EXCERPTED TEXT:

Johnson & Johnson ($JNJ) is facing yet another lawsuit over its antibiotic Levaquin from people who claim that the company hid serious side effects. The latest legal action comes a couple of months after an FDA panel flagged serious problems associated with the entire class of antibiotics and voted to change the meds' labels.
Five plaintiffs allege in a new suit that J&J and its Janssen unit deliberately mislabeled and misbranded Levaquin, playing down harmful side effects for its own financial gain. The plaintiffs sued J&J and others--including former FDA commissioner Margaret Hamburg--under the federal Racketeer Influenced and Corrupt Organizations (RICO) act, a law typically used to prosecute organized crime. "These concerted efforts resulted in significant harm and/or death to consumers of Levaquin, including plaintiffs," according to the suit.
The plaintiffs are seeking more than $120 million in compensatory damages and more than $750 million in punitive damages to drive home "the seriousness of their egregious conduct and to deter similar conduct in the future."

Items from a data source
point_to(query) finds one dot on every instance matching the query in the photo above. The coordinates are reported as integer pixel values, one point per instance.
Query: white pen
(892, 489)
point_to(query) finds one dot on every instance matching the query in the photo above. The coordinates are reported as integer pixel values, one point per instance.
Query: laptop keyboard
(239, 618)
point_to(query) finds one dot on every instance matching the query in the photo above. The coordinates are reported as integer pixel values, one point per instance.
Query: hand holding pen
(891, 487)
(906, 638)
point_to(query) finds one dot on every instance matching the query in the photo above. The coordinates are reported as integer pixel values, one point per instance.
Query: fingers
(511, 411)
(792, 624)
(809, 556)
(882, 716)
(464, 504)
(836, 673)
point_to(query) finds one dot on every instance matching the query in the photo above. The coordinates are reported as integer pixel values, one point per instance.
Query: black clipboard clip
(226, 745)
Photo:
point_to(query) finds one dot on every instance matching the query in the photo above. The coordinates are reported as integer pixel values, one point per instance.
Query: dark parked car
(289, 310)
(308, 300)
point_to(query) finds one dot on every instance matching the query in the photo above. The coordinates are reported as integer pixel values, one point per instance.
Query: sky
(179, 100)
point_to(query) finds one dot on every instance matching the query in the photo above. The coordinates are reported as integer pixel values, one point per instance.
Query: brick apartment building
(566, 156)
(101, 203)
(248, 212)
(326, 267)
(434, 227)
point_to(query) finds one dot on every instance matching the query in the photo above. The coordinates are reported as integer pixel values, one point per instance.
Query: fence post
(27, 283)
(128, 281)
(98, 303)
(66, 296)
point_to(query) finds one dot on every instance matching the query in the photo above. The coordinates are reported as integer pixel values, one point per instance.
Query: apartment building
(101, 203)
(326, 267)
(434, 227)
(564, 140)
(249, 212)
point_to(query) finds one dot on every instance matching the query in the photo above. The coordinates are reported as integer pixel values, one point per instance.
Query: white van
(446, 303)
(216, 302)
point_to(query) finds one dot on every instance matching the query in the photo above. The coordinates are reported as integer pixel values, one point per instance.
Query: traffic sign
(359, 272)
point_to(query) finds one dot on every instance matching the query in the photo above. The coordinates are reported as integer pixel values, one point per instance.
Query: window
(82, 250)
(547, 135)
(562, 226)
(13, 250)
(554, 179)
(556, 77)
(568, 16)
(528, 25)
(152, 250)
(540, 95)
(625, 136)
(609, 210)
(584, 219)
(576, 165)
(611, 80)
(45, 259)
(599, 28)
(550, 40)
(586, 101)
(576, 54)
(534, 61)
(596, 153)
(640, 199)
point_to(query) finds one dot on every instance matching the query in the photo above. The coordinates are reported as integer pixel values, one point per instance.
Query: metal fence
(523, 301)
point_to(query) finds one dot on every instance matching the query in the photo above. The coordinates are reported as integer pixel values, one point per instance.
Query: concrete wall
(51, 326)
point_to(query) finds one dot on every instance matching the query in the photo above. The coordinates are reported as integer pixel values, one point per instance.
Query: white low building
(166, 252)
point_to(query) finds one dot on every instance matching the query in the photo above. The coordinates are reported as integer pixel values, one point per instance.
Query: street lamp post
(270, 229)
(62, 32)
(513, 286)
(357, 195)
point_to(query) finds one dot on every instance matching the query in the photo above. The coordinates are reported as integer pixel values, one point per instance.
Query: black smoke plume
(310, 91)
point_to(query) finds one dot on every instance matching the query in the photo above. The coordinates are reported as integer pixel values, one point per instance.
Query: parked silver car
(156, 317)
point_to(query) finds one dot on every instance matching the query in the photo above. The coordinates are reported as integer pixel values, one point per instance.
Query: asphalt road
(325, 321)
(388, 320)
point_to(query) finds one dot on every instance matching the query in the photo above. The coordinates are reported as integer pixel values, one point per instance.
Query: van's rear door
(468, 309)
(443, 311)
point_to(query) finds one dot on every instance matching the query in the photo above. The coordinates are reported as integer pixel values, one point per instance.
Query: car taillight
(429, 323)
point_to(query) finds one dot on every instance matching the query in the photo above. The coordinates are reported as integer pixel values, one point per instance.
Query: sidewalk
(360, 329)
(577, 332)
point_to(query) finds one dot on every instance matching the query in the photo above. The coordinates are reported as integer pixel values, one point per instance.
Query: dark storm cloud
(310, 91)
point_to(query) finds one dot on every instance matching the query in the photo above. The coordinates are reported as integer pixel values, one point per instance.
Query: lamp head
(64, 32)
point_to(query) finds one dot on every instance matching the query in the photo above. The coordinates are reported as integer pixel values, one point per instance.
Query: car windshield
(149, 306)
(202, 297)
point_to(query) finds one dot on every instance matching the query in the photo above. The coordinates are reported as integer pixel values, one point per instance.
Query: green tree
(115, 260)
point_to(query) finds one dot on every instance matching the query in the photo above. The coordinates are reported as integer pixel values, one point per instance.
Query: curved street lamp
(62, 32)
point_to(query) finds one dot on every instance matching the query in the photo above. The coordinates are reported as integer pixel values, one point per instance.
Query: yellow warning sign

ASSIGNMENT: Write the next part of the news article about the Levaquin lawsuit against Johnson & Johnson, starting after its last sentence.

TASK RESPONSE:
But J&J is standing by its med. "We … believe our actions regarding the medicine have been appropriate, responsible and in the best interests of patients," the company told FiercePharma in an email. "[W]e continually monitor the safety and efficacy of all our medicines and, in cooperation with the U.S. FDA and other health authorities, we update our product labels with new information so doctors and patients can make informed decisions."
The latest suit marks another chapter in J&J's Levaquin saga. The company has encountered thousands of lawsuits over the past several years from plaintiffs claiming that it did not adequately warn patients about the drug's dangers.
J&J has scored some court victories along the way, but was also handed one $1.8 million verdict in a Levaquin case. In 2012, the company resolved some of its legal woes over Levaquin, settling 845 legal actions for an undisclosed sum and announcing negotiations to settle another 190 cases.
But drama regarding the drug's alleged side effects is still playing out at the FDA. In 2008, the agency added a label warning about potential tendon damage to all fluoroquinolone antibiotics, including Levaquin. And in November, an FDA advisory committee voted that the entire class should have its labels changed to reflect other potentially serious side effects. Committee members flagged concerns about a "constellation of disabling adverse events" associated with Levaquin and other meds, including musculoskeletal issues, peripheral neuropathy, cardiovascular and skin problems.